#### [Short exercise]
Give an exact copy of every line, leaving images out.

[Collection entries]
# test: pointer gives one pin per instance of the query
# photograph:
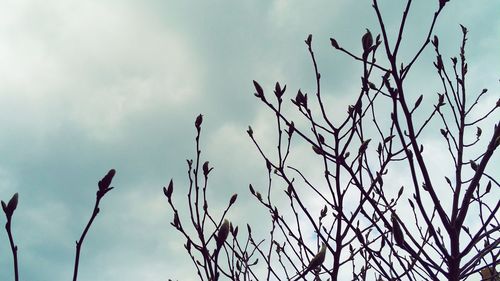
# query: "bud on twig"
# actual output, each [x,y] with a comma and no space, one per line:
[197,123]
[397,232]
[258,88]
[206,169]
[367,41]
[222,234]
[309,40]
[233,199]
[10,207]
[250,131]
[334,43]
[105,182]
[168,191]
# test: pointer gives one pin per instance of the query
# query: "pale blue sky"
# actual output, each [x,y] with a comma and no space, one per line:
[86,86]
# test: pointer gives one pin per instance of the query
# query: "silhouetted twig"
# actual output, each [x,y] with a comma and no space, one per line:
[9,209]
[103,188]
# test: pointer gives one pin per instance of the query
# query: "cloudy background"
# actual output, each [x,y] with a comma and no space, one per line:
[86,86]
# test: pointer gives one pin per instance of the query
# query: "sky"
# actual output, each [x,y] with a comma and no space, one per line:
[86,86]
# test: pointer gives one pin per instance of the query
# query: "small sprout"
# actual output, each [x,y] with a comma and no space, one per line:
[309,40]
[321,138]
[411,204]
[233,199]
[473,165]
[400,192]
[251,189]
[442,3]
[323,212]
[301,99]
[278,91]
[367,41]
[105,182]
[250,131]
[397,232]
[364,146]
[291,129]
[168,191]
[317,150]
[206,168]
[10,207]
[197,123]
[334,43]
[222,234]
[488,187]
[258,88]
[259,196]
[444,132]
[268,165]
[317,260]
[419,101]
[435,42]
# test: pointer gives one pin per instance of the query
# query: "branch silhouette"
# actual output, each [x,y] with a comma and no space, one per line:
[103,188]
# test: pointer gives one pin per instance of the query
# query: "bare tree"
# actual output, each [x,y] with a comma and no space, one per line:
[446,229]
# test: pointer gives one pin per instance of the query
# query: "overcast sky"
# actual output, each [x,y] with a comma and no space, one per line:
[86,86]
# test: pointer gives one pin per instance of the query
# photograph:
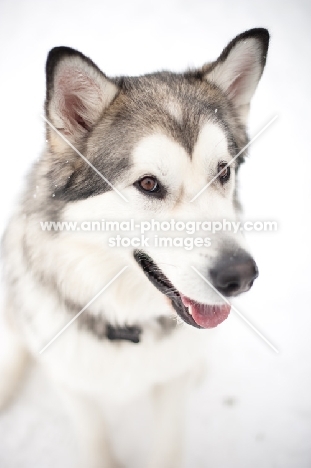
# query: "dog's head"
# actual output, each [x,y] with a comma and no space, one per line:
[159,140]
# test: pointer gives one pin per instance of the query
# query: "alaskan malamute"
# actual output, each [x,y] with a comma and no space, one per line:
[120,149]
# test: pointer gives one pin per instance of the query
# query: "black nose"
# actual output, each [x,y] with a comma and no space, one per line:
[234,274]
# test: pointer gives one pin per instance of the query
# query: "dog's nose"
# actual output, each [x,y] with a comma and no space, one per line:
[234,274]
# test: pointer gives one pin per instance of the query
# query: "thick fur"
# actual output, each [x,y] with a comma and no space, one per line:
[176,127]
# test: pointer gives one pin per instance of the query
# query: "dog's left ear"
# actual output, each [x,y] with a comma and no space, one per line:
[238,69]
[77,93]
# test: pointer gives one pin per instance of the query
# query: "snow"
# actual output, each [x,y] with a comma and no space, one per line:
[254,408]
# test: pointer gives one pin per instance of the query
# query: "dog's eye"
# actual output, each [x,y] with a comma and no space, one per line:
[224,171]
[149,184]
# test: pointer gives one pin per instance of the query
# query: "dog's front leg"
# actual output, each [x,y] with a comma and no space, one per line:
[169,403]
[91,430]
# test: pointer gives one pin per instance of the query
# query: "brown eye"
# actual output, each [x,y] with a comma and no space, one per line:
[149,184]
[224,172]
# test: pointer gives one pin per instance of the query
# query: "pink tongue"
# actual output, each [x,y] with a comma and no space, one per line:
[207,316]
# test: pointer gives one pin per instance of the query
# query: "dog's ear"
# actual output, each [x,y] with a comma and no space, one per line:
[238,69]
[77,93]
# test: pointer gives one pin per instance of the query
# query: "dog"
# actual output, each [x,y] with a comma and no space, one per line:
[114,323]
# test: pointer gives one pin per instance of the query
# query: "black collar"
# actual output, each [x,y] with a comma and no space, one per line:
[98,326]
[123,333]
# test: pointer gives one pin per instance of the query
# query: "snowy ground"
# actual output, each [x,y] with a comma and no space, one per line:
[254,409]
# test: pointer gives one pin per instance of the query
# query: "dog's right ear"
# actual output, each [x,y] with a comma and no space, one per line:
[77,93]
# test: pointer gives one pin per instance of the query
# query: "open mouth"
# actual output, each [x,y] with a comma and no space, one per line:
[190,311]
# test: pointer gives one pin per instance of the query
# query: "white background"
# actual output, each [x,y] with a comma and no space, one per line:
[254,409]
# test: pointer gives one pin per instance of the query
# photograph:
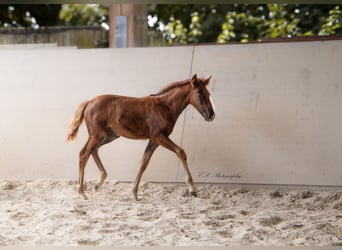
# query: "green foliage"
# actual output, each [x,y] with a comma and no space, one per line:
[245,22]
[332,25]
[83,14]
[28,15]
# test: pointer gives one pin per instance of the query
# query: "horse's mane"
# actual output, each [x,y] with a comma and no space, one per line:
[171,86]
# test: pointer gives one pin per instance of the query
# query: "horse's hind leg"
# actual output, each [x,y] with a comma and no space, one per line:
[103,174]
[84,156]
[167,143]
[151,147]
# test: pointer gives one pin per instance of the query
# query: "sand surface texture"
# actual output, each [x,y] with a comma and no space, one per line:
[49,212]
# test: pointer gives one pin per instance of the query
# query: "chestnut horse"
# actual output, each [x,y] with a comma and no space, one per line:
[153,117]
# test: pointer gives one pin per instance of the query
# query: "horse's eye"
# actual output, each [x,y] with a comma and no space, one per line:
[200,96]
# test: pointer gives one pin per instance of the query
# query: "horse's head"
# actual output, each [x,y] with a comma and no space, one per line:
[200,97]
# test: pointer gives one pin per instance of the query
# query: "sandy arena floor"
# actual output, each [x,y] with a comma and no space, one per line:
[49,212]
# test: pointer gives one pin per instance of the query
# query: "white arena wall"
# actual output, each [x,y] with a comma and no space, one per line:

#### [Final result]
# test: pointer gives one pin per instance of the query
# photograph:
# query: "bud on twig"
# actual output, each [x,y] with a comma and no space, one per line:
[197,123]
[397,232]
[258,88]
[206,169]
[367,41]
[222,234]
[309,40]
[233,199]
[10,207]
[250,131]
[334,43]
[105,182]
[168,191]
# test: pointer gives one pin per instance of the query
# query: "pale blue sky"
# actual output, each [x,y] with a comma and no space, one per line:
[86,86]
# test: pointer gives one pin per instance of the query
# query: "silhouetted twig"
# actual output, each [x,y] with a comma and no space, one per line:
[9,209]
[103,188]
# test: pointer gives one pin per instance of the query
# query: "cloudy background"
# actual output, each [x,y] with a comma and no space, one per line:
[86,86]
# test: pointer gives one pin per instance of the query
# query: "sky"
# actual output, each [x,y] with a comma and no space, one per line:
[86,86]
# test: pointer gives one pin per instance of the query
# query: "small sprout"
# actual output, each [x,y] with a comma and no space, one per line:
[309,40]
[321,138]
[411,204]
[233,199]
[473,165]
[400,192]
[251,189]
[442,3]
[323,212]
[301,99]
[278,91]
[367,41]
[105,182]
[250,131]
[397,232]
[364,146]
[291,129]
[168,191]
[317,150]
[206,168]
[10,207]
[197,123]
[334,43]
[222,234]
[488,187]
[258,88]
[259,196]
[444,132]
[268,165]
[317,260]
[419,101]
[435,42]
# test: pointer gives one pin per instance of the query
# query: "branch silhouette"
# actual output, each [x,y] with a comma and no space, one per line:
[103,188]
# test: pointer gives one pin per instance of the query
# query: "bare tree"
# actual output, each [x,y] with a comma and no space, one per line:
[446,229]
# test: pointer gives one pin per instance of the query
# query: "overcast sky"
# actual output, each [x,y] with a comma and no space, one per line:
[86,86]
# test: pointer gives one pin per instance of the query
# photograph:
# query: "dog's head"
# actual output, each [x,y] with a comma and no space, one per line:
[159,140]
# test: pointer gives one pin per instance of the query
# query: "alaskan malamute"
# actual output, each [x,y] with a comma and no space, one per line:
[120,149]
# test: pointer gives one pin per instance of the query
# query: "black nose"
# actual output, each [x,y] with a comma and no space, one per line:
[234,274]
# test: pointer gives one pin per instance of the query
# query: "dog's nose"
# actual output, each [x,y] with a comma and no space, one per line:
[234,274]
# test: pointer gives one pin per instance of the query
# query: "thick fur"
# actual output, each [x,y] with a comma and no space, one per line:
[176,127]
# test: pointer gives one pin per instance of the query
# query: "dog's left ear"
# actual output, each [x,y] with a comma and no space, one per line:
[238,69]
[77,93]
# test: pointer gives one pin per instance of the query
# query: "snow"
# actual output, each [x,y] with a comma and no space, one per line:
[254,408]
# test: pointer gives one pin per instance of the query
# query: "dog's eye"
# actual output, each [x,y] with a comma and no space, one per line:
[224,171]
[149,184]
# test: pointer gives one pin per instance of the query
# query: "dog's front leg"
# actual output, each [x,y] with a comma and no space, one per line:
[169,403]
[91,430]
# test: pointer gives one pin per instance of the query
# query: "brown eye"
# actual output, each [x,y] with a comma and no space, one per line:
[149,184]
[224,172]
# test: pointer gives one pin per instance of the query
# query: "pink tongue"
# actual output, each [x,y] with a comma and no space, one per line:
[207,316]
# test: pointer gives one pin per instance of the query
# query: "dog's ear"
# actual output, each [x,y] with a comma and no space, one per line:
[238,69]
[77,93]
# test: pointer gives one pin per instance of the query
# query: "dog"
# actual output, each [x,y] with a comma and no space, one per line:
[114,323]
# test: pointer gives one pin per instance of the query
# query: "black collar"
# actual output, each [x,y] with a comma and no space, one per line:
[98,326]
[123,333]
# test: pointer gives one pin per instance of the query
# query: "snowy ground"
# actual output, each [x,y] with a comma and no space, one per line:
[254,409]
# test: pointer gives one pin per instance of the query
# query: "dog's right ear"
# actual output, each [x,y] with a comma and no space, one per line:
[77,93]
# test: pointer gives one pin per instance of the query
# query: "open mouth"
# actual output, each [x,y] with a comma and no space, one per line:
[190,311]
# test: pointer gives one pin per instance of the query
# query: "white background"
# actual output, each [x,y] with a comma and no space, one per line:
[254,409]
# test: pointer gives one pin per instance of the query
# photograph:
# query: "green foliage"
# actual output, each [x,y] with a comma and no space, one per line:
[245,22]
[332,25]
[83,14]
[28,15]
# test: pointer gives one pin per instance of the query
# query: "horse's mane"
# actual output, each [x,y] with a comma and no space, one per line:
[171,86]
# test: pointer gives one pin per instance of the query
# query: "horse's hind leg"
# actual output, each [x,y] with a comma and no space, one per line:
[103,174]
[84,156]
[167,143]
[151,147]
# test: pointer gives one pin per instance of the query
# query: "sand surface texture"
# actual output, each [x,y] with a comma and no space, one per line:
[49,212]
# test: pointer gives one pin per instance of the query
# query: "chestnut horse"
# actual output, each [x,y] with a comma and no space, one per line:
[153,117]
# test: pointer gives one pin per instance of the query
# query: "horse's eye"
# actual output, each [x,y] with a comma and no space, one per line:
[200,96]
# test: pointer gives one pin per instance of the query
# query: "horse's head"
# actual output, each [x,y] with a comma and no space, one per line:
[200,97]
# test: pointer gives one pin per instance of the query
# query: "sandy arena floor"
# actual output, each [x,y] with a comma and no space, one per line:
[49,212]
# test: pointer gives one pin per instance of the query
# query: "white arena wall"
# actual output, each [x,y] with a comma and no space, one per line:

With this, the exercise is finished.